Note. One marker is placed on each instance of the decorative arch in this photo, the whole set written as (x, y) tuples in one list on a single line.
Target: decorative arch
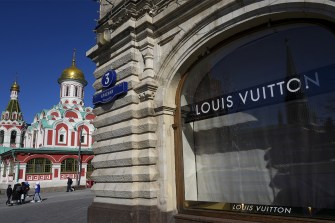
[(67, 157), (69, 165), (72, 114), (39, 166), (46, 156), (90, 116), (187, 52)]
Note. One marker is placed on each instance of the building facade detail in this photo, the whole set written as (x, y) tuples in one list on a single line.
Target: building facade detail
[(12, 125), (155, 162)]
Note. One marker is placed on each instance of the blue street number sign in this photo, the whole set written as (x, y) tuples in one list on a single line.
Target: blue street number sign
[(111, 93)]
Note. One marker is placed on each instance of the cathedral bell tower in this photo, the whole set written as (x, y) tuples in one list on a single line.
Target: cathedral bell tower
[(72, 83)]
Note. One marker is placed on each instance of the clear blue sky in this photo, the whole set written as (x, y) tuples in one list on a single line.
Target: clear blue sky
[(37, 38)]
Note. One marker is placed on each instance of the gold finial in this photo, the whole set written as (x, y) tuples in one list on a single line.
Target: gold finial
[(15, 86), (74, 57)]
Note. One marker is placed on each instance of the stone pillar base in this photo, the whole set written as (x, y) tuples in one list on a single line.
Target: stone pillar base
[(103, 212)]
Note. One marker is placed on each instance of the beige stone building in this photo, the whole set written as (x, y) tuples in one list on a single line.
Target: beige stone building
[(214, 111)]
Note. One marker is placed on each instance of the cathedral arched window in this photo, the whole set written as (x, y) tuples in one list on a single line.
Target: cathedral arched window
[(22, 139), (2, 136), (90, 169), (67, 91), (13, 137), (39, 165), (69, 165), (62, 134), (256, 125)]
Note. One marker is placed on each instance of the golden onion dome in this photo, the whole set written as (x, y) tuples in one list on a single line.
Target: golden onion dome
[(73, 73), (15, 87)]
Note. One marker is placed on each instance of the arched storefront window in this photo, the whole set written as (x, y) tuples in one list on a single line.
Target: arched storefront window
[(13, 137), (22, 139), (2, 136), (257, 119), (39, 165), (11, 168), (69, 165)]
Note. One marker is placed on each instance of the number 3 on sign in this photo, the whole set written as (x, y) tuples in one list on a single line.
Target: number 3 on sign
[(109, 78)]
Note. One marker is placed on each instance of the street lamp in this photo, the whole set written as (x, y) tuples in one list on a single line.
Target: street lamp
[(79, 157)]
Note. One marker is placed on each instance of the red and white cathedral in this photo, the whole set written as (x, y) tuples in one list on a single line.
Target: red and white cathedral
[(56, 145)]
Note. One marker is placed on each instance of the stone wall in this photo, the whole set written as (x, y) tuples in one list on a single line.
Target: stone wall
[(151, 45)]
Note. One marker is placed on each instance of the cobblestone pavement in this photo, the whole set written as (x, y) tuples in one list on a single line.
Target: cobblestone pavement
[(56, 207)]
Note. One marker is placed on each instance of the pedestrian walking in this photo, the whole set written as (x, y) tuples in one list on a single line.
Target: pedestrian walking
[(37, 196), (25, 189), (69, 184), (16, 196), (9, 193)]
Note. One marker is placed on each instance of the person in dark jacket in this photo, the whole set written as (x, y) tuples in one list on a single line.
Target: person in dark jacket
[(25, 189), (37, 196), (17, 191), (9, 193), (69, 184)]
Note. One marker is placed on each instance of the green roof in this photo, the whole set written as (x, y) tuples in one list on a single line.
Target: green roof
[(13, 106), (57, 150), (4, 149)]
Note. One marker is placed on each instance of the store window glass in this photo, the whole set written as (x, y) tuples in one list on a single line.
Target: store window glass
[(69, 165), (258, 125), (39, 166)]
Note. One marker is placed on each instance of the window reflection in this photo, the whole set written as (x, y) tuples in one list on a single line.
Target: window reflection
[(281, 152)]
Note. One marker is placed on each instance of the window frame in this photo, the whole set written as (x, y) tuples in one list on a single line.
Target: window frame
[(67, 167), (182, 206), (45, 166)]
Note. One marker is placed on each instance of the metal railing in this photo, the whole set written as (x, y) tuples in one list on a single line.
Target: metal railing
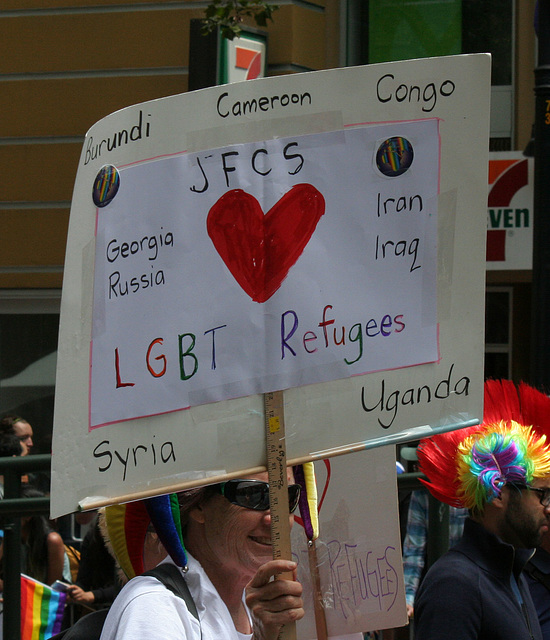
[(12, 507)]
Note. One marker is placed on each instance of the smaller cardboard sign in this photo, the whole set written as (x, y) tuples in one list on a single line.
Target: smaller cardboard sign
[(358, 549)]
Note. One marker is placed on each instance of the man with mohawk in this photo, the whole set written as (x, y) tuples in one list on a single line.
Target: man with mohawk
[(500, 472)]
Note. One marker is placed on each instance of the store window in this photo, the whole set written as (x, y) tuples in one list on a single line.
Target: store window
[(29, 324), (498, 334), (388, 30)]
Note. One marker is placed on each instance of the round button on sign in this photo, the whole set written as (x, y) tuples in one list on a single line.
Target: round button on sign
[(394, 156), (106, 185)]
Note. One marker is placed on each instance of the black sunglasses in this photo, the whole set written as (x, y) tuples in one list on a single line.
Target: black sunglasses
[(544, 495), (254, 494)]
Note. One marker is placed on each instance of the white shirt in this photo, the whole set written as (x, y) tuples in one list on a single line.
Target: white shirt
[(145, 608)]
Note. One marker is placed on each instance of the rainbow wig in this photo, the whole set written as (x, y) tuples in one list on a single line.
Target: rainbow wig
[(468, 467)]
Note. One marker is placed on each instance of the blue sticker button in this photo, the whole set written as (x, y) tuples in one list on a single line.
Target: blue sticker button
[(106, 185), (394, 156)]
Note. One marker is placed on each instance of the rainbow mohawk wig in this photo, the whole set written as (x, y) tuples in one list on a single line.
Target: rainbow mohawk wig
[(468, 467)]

(Work to be completed): Restate the listing word for word. Pictures do not belong in the copy.

(Task solution):
Note. One marker is placed on each instance of the decorative arch in this photo, the whole set written as (x, y) tuples in one list on a single line.
Target: decorative arch
[(67, 157), (69, 165), (72, 114), (39, 166), (46, 156), (90, 116), (187, 52)]
Note. One marker is placed on each instance of the building facade detail in this photo, the whole set written as (x, y) tuples in one list on a single line.
Target: building facade detail
[(12, 125), (155, 162)]
Note. One marker is placed on each instance of the blue street number sign in this photo, the whole set written as (x, y) tuples in one list on a single line.
Target: blue street number sign
[(111, 93)]
Note. One marker is placed on each instance of the cathedral bell tower in this photo, the whole set written as (x, y) tuples in one list on a single line.
Target: cathedral bell tower
[(72, 83)]
Note. One marker is placed on each instance of the clear blue sky in this photo, the whole set written as (x, y) tuples in one list on a single line.
Target: clear blue sky
[(37, 38)]
Note. One marker is placed on each instance of the gold finial in this photo, the whole set written as (x, y) tuples in one list on a single line.
Target: gold finial
[(15, 86), (74, 57)]
Note. One marker is placed on each instance of the stone pillar base in this photo, the whole set written as (x, y) tuples in one list on a single line.
Target: stone pillar base
[(103, 212)]
Note. One marker is placed on each instance of the beige stone building in this photo, the whole set written as (x, y) tuples in one list on a single line.
Target: beige stone building
[(214, 111)]
Note. One marker is placed on each instance of the cathedral arched window in this photo, the whole set written as (x, y) tuples in one list on a single line.
Target: cathedral arched window
[(22, 139), (2, 136), (90, 169), (67, 91), (13, 137), (39, 165), (69, 165), (62, 134), (256, 125)]
Note. One marker is placed on each instance of the golden onion dome in this photo, the whole set written as (x, y) tuples in one list on a single line.
Target: golden onion dome
[(73, 73), (15, 87)]
Note. One marker is placed on each instance of the arched storefront window in this photo, the whole set written as (x, y) tuples in one list on a single line.
Target: arched storefront window
[(13, 137), (22, 139), (2, 136), (257, 119), (39, 165), (11, 168), (69, 165)]
Note. One marker is placed on each instance of the number 3 on sign in this photo, the whole set written as (x, y) tuples in one list on a single line.
Target: number 3 on sign
[(109, 78)]
Note. One marker is placed on each instance of the street lamp in this photo, the whole set written as (x, y) tuples in one list on a single line.
Target: street lamp
[(79, 157)]
Note. One marker is placed on each instance of the red and white cathedral in this photo, the whole set written as (x, y) tuples in one list on a single line.
Target: red and white cathedral
[(56, 145)]
Note. One marker is placed on each instance of the stone wall in this photo, the whole set written as (x, y) tuples in one list on a single line.
Target: stone wall
[(151, 45)]
Note. One marker is placed on each instance of the cobblestone pavement in this photo, the whole set written as (x, y) tuples in one list on a single line.
Target: cobblestone pavement
[(56, 207)]
Note. One marker is placed on each instance of the pedestrian walking in this photo, the whole set written as (x, y) tuples in one list on a single line.
Target: pedestrian walking
[(37, 196), (25, 189), (69, 184), (16, 196), (9, 193)]
Note. One marker is placed on each instance of the person in dark jacket in this photo, the whole set written as (x, y) tuples in one list on a single line.
Target: person in dark jacket
[(25, 189), (37, 196), (17, 191), (9, 193), (69, 184)]
Note. One marker is placed on each instance of the green roof in this photo, the whole set written as (x, y) tuples in one list on a single line.
Target: green roof
[(13, 106), (57, 150), (4, 149)]
Note. One marker is placed on each instance of the store window glass in this photo, the whole set written as (x, y) tuples in one list on a single line.
Target: store window glass
[(69, 165), (258, 125), (39, 166)]
Note. One marker is placed on each instance of the window reflection in this photo, the whole set written as (x, y) tuples in one list on a single line.
Target: window reflection
[(281, 152)]
Note. One marker is placed on each instance of the window frame in this photo, the whole set written as (x, y) tuples in one list on a single line.
Target: window frame
[(67, 167), (182, 206), (45, 166)]
Note. One marker is placed on each instance of the metal railing in this photo, the whole set written as (x, y) tuples in one list on a single line.
Target: metal railing
[(12, 507)]
Note. One marker is placed on each instance of the smaller cardboard sign in this photo, the whole set written as (x, y) tuples in one list on a single line.
Target: smaller cardboard sign
[(358, 549)]
Note. One marker is placed on each instance of the man with mohawk in this photo, the whole set written as (x, y) tuples in one list on a single line.
Target: man with mohawk
[(500, 472)]
Note. One marker is placed on each instance of the store window in this photo, the whole set written as (x, y) tuples in one list on a single line.
Target: store window
[(29, 324), (498, 334), (388, 30)]
Note. One marker is placed on each instance of the round button on sign in this photo, the whole set written as (x, y) tuples in one list on a single line.
Target: round button on sign
[(394, 156), (106, 185)]
Note. One marker is placed on each instance of the black sunglasses in this photo, the whole set written as (x, y) tuples in one list on a single line.
Target: black sunglasses
[(544, 495), (254, 494)]
Note. One marker is placed on each instance of the white shirt in this photo, the whole set written as (x, y) tuples in one list on a single line.
Target: white shirt
[(145, 608)]
Note. One marker is placed on each instance of the rainbow wig in this photo, the whole set written as (x, y) tuples in one list on a single line.
Target: rainbow wig
[(468, 467)]
Note. One marker is placed on each instance of the blue sticker button in this photo, the whole set written as (x, y) tuples in one list on a single line.
Target: blue sticker button
[(106, 185), (394, 156)]
Note. One marker is placed on each instance of the rainbow mohawk wig in this photo, the whole set written as (x, y) tuples in one list on a single line.
Target: rainbow mohawk wig
[(468, 467)]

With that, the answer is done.